How to complete this task - Copy out, exactly as written, only the line containing "Rules: pick out each instance of the sea" and the lines after it through the end of the records.

The input -
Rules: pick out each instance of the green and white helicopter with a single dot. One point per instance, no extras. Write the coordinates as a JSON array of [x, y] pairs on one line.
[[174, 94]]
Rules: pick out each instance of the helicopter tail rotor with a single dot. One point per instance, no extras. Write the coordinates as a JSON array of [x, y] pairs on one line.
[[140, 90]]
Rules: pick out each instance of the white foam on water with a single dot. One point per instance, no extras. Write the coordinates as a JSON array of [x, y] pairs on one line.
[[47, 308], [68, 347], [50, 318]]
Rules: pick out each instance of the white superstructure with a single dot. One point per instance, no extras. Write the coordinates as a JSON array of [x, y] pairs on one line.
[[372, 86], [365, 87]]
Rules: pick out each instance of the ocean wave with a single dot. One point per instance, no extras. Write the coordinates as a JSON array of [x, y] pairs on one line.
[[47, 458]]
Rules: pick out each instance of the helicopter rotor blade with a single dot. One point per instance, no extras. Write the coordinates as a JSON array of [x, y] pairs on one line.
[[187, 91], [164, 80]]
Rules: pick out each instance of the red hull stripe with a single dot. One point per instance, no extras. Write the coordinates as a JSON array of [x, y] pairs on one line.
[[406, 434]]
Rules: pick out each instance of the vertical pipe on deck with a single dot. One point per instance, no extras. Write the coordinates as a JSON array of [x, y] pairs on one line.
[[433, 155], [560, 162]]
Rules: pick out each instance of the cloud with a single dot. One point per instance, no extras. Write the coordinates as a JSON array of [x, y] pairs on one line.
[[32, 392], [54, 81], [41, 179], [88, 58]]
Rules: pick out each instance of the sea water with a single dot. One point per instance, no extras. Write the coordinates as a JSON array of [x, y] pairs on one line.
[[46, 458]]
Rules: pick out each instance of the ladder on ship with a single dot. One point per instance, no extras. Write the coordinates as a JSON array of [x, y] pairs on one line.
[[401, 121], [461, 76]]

Response for this exercise -
Rules: pick out each instance of the sea water with a single dot. One point per instance, no extras. Write the coordinates as a JSON array of [x, y] pairs on one line.
[[46, 458]]
Rules: pick out each instance of the ladder on ship with a single dot. One point per instance, no extras. Write the coordinates as a JSON array of [x, y] pairs on one line.
[[401, 121], [461, 76]]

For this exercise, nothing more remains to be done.